[About this task] Copy every record verbatim. Leave the pictures out.

[Segmentation mask data]

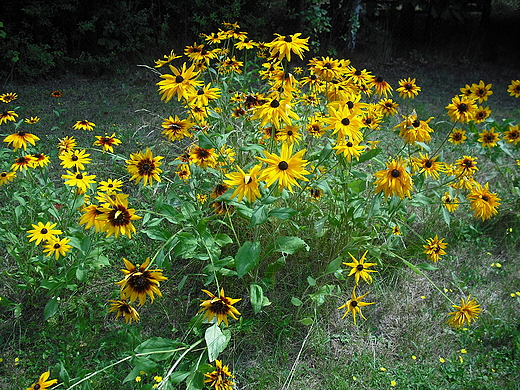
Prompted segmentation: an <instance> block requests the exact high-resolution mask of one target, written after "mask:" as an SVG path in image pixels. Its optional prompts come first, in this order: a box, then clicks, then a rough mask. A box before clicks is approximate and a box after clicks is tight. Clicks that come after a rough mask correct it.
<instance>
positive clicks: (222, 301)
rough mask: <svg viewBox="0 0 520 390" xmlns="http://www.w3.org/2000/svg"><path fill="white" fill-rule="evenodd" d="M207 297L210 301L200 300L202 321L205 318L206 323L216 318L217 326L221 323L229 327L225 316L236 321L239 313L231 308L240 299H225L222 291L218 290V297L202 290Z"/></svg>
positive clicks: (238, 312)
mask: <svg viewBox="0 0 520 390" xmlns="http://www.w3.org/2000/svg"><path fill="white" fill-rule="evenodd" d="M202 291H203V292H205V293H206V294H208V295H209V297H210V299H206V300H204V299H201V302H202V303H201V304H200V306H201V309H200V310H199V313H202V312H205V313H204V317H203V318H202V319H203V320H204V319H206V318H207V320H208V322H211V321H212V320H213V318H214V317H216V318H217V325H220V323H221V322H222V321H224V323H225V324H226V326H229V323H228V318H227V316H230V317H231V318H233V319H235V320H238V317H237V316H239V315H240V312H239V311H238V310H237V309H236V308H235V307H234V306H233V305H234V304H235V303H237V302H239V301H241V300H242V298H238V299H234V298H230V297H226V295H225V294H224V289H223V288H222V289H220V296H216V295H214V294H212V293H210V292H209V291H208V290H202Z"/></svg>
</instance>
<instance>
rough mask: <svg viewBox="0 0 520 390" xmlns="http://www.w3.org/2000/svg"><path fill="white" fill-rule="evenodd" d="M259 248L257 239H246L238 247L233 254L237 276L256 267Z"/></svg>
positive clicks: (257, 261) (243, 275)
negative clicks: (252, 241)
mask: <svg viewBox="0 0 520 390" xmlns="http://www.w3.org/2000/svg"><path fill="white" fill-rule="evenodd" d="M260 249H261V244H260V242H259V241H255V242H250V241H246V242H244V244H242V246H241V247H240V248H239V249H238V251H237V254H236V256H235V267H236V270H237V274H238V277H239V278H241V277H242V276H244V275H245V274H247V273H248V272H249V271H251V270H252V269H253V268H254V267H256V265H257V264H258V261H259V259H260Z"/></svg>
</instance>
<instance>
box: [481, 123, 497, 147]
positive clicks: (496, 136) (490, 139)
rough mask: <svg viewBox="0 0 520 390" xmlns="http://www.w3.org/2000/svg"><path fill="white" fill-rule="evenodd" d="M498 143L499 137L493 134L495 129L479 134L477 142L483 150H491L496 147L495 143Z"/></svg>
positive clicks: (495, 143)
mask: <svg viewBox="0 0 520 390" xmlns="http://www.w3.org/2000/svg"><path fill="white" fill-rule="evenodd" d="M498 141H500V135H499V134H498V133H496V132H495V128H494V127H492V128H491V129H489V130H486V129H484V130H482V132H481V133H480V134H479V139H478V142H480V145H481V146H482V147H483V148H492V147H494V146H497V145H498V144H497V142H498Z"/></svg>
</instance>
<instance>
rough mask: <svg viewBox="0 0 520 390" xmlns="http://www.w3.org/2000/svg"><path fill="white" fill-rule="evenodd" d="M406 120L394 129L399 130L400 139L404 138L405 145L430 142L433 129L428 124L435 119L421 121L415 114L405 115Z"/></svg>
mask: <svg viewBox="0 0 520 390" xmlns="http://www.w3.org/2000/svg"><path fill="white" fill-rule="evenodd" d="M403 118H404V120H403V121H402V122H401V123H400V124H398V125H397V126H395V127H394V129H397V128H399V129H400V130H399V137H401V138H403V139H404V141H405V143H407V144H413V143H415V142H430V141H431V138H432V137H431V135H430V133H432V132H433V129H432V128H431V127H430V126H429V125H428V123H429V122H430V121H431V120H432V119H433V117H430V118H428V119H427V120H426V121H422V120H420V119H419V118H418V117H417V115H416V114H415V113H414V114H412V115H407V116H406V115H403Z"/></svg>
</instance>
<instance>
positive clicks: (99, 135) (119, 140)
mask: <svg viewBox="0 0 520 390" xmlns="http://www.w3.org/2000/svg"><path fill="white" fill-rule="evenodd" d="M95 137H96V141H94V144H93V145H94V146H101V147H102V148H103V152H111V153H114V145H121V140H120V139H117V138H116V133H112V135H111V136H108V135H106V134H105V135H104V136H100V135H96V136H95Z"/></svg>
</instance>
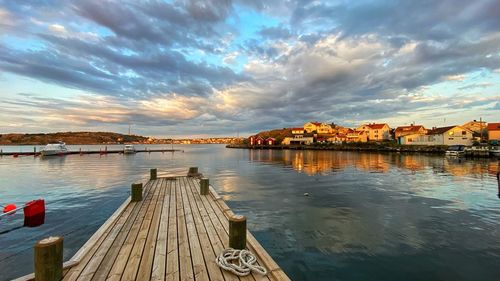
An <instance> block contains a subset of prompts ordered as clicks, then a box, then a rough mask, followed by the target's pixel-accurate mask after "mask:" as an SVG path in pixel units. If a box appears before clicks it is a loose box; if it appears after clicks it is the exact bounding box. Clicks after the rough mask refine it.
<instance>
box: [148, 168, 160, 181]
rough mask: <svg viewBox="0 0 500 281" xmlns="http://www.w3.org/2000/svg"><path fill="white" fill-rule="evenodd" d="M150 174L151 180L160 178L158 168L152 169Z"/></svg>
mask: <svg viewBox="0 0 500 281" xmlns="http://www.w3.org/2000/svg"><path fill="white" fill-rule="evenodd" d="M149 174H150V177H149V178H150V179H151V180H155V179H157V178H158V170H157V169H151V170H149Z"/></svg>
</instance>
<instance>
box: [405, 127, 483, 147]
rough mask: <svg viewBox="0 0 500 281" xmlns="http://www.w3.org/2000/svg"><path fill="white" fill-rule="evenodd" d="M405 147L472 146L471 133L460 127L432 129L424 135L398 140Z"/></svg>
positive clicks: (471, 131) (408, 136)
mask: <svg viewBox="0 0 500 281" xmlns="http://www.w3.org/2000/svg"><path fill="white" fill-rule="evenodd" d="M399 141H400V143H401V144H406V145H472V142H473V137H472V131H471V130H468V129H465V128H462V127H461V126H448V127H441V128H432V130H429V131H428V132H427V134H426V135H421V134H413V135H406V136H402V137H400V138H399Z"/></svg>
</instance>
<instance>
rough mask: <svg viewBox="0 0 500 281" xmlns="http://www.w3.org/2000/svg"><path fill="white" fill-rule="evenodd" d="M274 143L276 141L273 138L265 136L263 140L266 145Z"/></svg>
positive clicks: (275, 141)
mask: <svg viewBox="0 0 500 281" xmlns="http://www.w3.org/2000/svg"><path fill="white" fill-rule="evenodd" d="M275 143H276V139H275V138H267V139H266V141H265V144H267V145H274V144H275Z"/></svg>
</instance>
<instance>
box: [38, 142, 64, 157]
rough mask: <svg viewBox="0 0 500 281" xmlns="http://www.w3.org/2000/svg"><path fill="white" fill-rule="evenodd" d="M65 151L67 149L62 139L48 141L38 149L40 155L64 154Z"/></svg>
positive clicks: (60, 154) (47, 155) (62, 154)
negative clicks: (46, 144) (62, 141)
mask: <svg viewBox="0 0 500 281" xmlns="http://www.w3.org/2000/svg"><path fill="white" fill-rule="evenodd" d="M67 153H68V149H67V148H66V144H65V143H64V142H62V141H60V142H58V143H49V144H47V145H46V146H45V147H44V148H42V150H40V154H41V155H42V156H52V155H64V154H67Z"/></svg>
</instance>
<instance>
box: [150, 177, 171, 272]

[Exercise result]
Prompted segmentation: an <instance> block requests the exact high-resolution mask of one target, written after "mask:" as an SVG path in image pixels. Its optional prompts come first, in this order: a box, then clicks, then a rough mask. A box before clicks is approximate and a box after clicks is tight. Clicks that come after a rough mask correct it.
<instance>
positive clicks: (222, 301)
rough mask: <svg viewBox="0 0 520 390" xmlns="http://www.w3.org/2000/svg"><path fill="white" fill-rule="evenodd" d="M207 297L210 301L200 300L202 321L205 318L206 323L216 318L217 326L221 323L229 327L225 316L236 321L239 313L231 308L240 299H225L222 291L218 290V297L202 290Z"/></svg>
positive clicks: (238, 312)
mask: <svg viewBox="0 0 520 390" xmlns="http://www.w3.org/2000/svg"><path fill="white" fill-rule="evenodd" d="M202 291H203V292H205V293H206V294H208V295H209V297H210V299H206V300H204V299H201V302H202V303H201V304H200V306H201V309H200V310H199V313H202V312H205V313H204V317H203V318H202V319H203V320H204V319H206V318H207V320H208V322H211V321H212V320H213V318H214V317H216V318H217V325H220V323H221V322H222V321H224V323H225V324H226V326H229V323H228V318H227V316H230V317H231V318H233V319H235V320H238V317H237V316H239V315H240V312H239V311H238V310H237V309H236V308H235V307H234V306H233V305H234V304H235V303H237V302H239V301H241V300H242V298H238V299H234V298H230V297H226V295H225V294H224V289H223V288H222V289H220V296H216V295H214V294H212V293H210V292H209V291H208V290H202Z"/></svg>
</instance>
<instance>
rough mask: <svg viewBox="0 0 520 390" xmlns="http://www.w3.org/2000/svg"><path fill="white" fill-rule="evenodd" d="M259 248L257 239H246L238 247L233 254L237 276L256 267Z"/></svg>
positive clicks: (257, 261) (243, 275)
negative clicks: (252, 241)
mask: <svg viewBox="0 0 520 390" xmlns="http://www.w3.org/2000/svg"><path fill="white" fill-rule="evenodd" d="M260 249H261V244H260V242H259V241H255V242H250V241H246V242H244V244H242V246H241V247H240V248H239V249H238V251H237V254H236V256H235V267H236V270H237V274H238V277H239V278H241V277H242V276H244V275H245V274H247V273H248V272H249V271H251V270H252V269H253V268H254V267H256V265H257V264H258V261H259V259H260Z"/></svg>
</instance>
<instance>
box: [481, 123, 497, 147]
positive clicks: (496, 136) (490, 139)
rough mask: <svg viewBox="0 0 520 390" xmlns="http://www.w3.org/2000/svg"><path fill="white" fill-rule="evenodd" d="M498 143L499 137L493 134L495 129L479 134L477 142L483 150H491L496 147L495 143Z"/></svg>
positive clicks: (495, 143)
mask: <svg viewBox="0 0 520 390" xmlns="http://www.w3.org/2000/svg"><path fill="white" fill-rule="evenodd" d="M498 141H500V135H499V134H498V133H496V132H495V128H494V127H492V128H491V129H489V130H486V129H484V130H482V132H481V133H480V134H479V139H478V142H480V145H481V146H482V147H483V148H492V147H494V146H497V145H498V144H497V142H498Z"/></svg>
</instance>
<instance>
rough mask: <svg viewBox="0 0 520 390" xmlns="http://www.w3.org/2000/svg"><path fill="white" fill-rule="evenodd" d="M406 120L394 129L399 130L400 139L404 138L405 145L430 142L433 129L428 124L435 119L421 121L415 114L405 115Z"/></svg>
mask: <svg viewBox="0 0 520 390" xmlns="http://www.w3.org/2000/svg"><path fill="white" fill-rule="evenodd" d="M403 118H404V120H403V121H402V122H401V123H400V124H398V125H397V126H395V127H394V129H397V128H399V129H400V130H399V137H401V138H403V139H404V141H405V143H407V144H413V143H415V142H430V141H431V138H432V137H431V135H430V133H432V132H433V129H432V128H431V127H430V126H429V125H428V123H429V122H430V121H431V120H432V119H433V117H430V118H428V119H427V120H426V121H422V120H420V119H419V118H418V117H417V115H416V114H415V113H414V114H412V115H407V116H406V115H403Z"/></svg>
</instance>
<instance>
positive clicks: (99, 135) (119, 140)
mask: <svg viewBox="0 0 520 390" xmlns="http://www.w3.org/2000/svg"><path fill="white" fill-rule="evenodd" d="M95 137H96V141H94V144H93V145H94V146H101V147H102V148H103V152H111V153H114V145H121V140H120V139H117V138H116V133H112V135H111V136H108V135H106V134H105V135H104V136H100V135H96V136H95Z"/></svg>
</instance>
An <instance> block contains a subset of prompts ordered as clicks, then a box, then a rough mask, followed by the target's pixel-accurate mask after "mask:" as an SVG path in pixel units. If a box appears before clicks it is a loose box; if it appears after clicks it is the exact bounding box. Clicks after the rough mask refine it.
<instance>
box: [148, 168, 160, 181]
rough mask: <svg viewBox="0 0 500 281" xmlns="http://www.w3.org/2000/svg"><path fill="white" fill-rule="evenodd" d="M150 174L151 180L160 178L158 168L152 169Z"/></svg>
mask: <svg viewBox="0 0 500 281" xmlns="http://www.w3.org/2000/svg"><path fill="white" fill-rule="evenodd" d="M149 174H150V177H149V178H150V179H151V180H155V179H157V178H158V170H157V169H151V170H149Z"/></svg>
</instance>
<instance>
box: [405, 127, 483, 147]
rough mask: <svg viewBox="0 0 500 281" xmlns="http://www.w3.org/2000/svg"><path fill="white" fill-rule="evenodd" d="M405 147L472 146L471 133L460 127L432 129L424 135L398 140Z"/></svg>
positive clicks: (471, 131) (408, 136)
mask: <svg viewBox="0 0 500 281" xmlns="http://www.w3.org/2000/svg"><path fill="white" fill-rule="evenodd" d="M399 141H400V143H401V144H406V145H472V142H473V137H472V131H471V130H468V129H465V128H462V127H461V126H448V127H441V128H432V130H429V131H428V132H427V134H426V135H421V134H413V135H406V136H402V137H400V138H399Z"/></svg>
</instance>
<instance>
rough mask: <svg viewBox="0 0 500 281" xmlns="http://www.w3.org/2000/svg"><path fill="white" fill-rule="evenodd" d="M274 143L276 141L273 138L265 136L263 140L266 145Z"/></svg>
positive clicks: (275, 141)
mask: <svg viewBox="0 0 500 281" xmlns="http://www.w3.org/2000/svg"><path fill="white" fill-rule="evenodd" d="M275 143H276V139H275V138H267V139H266V141H265V144H267V145H274V144H275Z"/></svg>
</instance>
<instance>
box: [38, 142, 64, 157]
rough mask: <svg viewBox="0 0 500 281" xmlns="http://www.w3.org/2000/svg"><path fill="white" fill-rule="evenodd" d="M65 151L67 149L62 139L48 141L38 149L40 155L64 154Z"/></svg>
positive clicks: (60, 154) (47, 155) (62, 154)
negative clicks: (46, 144) (62, 141)
mask: <svg viewBox="0 0 500 281" xmlns="http://www.w3.org/2000/svg"><path fill="white" fill-rule="evenodd" d="M67 153H68V149H67V148H66V144H65V143H64V142H62V141H60V142H58V143H49V144H47V145H46V146H45V147H44V148H42V150H40V154H41V155H42V156H52V155H64V154H67Z"/></svg>
</instance>
<instance>
box: [150, 177, 171, 272]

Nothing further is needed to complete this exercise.